◆ **Exercise goal**
Every line of the records below should be restated exactly.

========================

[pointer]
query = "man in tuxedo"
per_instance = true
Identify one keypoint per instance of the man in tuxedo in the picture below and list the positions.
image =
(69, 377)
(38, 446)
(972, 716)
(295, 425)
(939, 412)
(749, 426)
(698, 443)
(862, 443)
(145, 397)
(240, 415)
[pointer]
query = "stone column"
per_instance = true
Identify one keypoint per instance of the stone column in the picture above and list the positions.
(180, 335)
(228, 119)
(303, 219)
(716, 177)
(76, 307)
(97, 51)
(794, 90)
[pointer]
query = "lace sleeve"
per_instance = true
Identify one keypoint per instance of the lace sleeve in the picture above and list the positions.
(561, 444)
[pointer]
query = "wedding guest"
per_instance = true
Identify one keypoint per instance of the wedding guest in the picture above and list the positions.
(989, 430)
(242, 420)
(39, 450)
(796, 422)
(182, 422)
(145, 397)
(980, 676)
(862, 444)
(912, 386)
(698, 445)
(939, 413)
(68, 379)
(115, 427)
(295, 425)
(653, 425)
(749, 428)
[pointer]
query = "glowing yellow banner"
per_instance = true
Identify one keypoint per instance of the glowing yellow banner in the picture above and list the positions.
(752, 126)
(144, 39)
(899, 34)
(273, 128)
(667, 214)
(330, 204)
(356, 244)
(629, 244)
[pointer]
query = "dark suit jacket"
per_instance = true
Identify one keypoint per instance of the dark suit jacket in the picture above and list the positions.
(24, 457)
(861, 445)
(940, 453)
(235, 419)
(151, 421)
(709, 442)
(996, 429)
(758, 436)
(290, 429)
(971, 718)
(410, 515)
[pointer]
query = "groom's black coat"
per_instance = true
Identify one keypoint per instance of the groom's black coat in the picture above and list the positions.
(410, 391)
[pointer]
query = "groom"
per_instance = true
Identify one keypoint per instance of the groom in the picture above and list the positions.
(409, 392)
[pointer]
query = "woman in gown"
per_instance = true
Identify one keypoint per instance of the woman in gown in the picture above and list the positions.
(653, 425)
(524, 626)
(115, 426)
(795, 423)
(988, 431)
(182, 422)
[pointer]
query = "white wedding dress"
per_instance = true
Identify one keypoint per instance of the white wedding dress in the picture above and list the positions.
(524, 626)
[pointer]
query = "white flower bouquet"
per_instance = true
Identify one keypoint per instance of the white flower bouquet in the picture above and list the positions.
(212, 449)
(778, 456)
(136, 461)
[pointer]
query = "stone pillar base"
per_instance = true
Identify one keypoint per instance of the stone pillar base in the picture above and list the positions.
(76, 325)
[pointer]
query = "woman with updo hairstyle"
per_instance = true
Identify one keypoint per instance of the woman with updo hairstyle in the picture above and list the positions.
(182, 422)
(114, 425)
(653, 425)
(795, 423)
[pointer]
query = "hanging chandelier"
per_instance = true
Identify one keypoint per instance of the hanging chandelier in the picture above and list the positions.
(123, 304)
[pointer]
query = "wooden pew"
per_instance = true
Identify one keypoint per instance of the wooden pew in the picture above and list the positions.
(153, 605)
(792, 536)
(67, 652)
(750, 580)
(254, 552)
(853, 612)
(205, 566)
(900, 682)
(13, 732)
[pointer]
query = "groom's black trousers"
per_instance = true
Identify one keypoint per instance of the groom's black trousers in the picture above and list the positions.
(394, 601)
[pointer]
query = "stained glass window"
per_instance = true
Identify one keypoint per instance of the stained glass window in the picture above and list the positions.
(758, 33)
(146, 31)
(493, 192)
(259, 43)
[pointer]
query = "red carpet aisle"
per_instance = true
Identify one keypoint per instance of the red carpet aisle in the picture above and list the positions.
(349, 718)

========================

◆ **Expected answer**
[pointer]
query = "man in tuxedo"
per_instance = true
Identify one keypoint per instance of the man in tuxedo in the picture below and list the positions.
image =
(69, 377)
(38, 446)
(972, 716)
(295, 425)
(939, 412)
(749, 426)
(698, 443)
(862, 443)
(145, 397)
(240, 415)
[pointer]
query = "stone column"
per_instance = true
Identify one keypoint per instance of the stone column in the picture above and list the positions.
(180, 335)
(228, 119)
(303, 219)
(716, 177)
(76, 307)
(97, 51)
(794, 90)
[pointer]
query = "lace sleeve"
per_instance = true
Identify one keypoint per instance of the lace sleeve in the picture above and list the positions.
(561, 444)
[pointer]
query = "wedding guest"
per_instance = true
Identify one keypoint per instance of the wedding guest in the picture above and list the positions.
(989, 430)
(242, 420)
(39, 450)
(796, 422)
(182, 422)
(145, 397)
(980, 676)
(862, 444)
(912, 386)
(698, 445)
(939, 413)
(68, 379)
(115, 427)
(295, 425)
(653, 425)
(749, 428)
[pointer]
query = "glowing yellow banner"
per_instance = true
Identify one keypoint per instance of the glowing yellow banner in the picture above and list the positions.
(752, 126)
(144, 39)
(899, 34)
(273, 128)
(667, 214)
(330, 204)
(356, 244)
(629, 244)
[pointer]
query = "dark suit jacket"
per_instance = true
Identify one keypoint per instance of the dark suit jacket in the picture above and list the positions.
(24, 457)
(861, 445)
(940, 453)
(235, 419)
(151, 421)
(709, 442)
(996, 429)
(758, 436)
(290, 429)
(971, 718)
(410, 515)
[pointer]
query = "groom's black coat"
per_instance = true
Identify one keypoint per instance of the groom's black coat in the picture above and list the positions.
(410, 391)
[pointer]
query = "groom"
per_instance = true
Identify one keypoint per instance of the groom in the picture above and list the positions.
(409, 392)
[pointer]
query = "woman in gown"
per_instance = true
Identify one keypoint per instance of the woman in gown in the picture above and list the positions.
(653, 425)
(524, 626)
(115, 426)
(795, 423)
(988, 431)
(182, 422)
[pointer]
query = "white wedding dress"
per_instance = true
Identify one keypoint per instance of the white wedding dress in the picture above and list the positions.
(524, 626)
[pointer]
query = "white flower bouquet"
per_instance = true
Identify one keypoint per instance of the white flower bouquet in the picture above and list the positions.
(212, 449)
(778, 456)
(136, 461)
[pointer]
query = "stone pillar base"
per_instance = true
Identify one keypoint per instance of the stone pillar base in the picture above and list the positions.
(76, 325)
[pointer]
query = "woman with updo hairstyle"
per_instance = true
Identify one keypoint per instance of the woman with updo hairstyle in the picture above and list the positions.
(182, 422)
(114, 425)
(653, 425)
(795, 423)
[pointer]
query = "hanging chandelier"
per_instance = true
Identify one keypoint per instance of the hanging chandelier in the picture above and list the positions.
(123, 304)
[pointer]
query = "wooden pew"
per_instance = true
Identify one keypoint per instance of the wooden pew in the picture above and list the positions.
(153, 605)
(792, 536)
(67, 652)
(750, 580)
(254, 552)
(853, 612)
(205, 566)
(900, 682)
(13, 732)
[pointer]
query = "groom's black trousers"
per_instance = true
Identify one keypoint per instance of the groom's black trousers in the picture above and list the positions.
(394, 601)
[pointer]
query = "stained glass window"
per_instance = true
Identify one keypoint per instance of the stained glass window in the picture above and list the positions.
(758, 33)
(146, 31)
(493, 192)
(259, 43)
[pointer]
query = "red carpet aisle"
per_instance = true
Identify one keypoint per instance of the red carpet aisle in the picture above and list the positions.
(349, 718)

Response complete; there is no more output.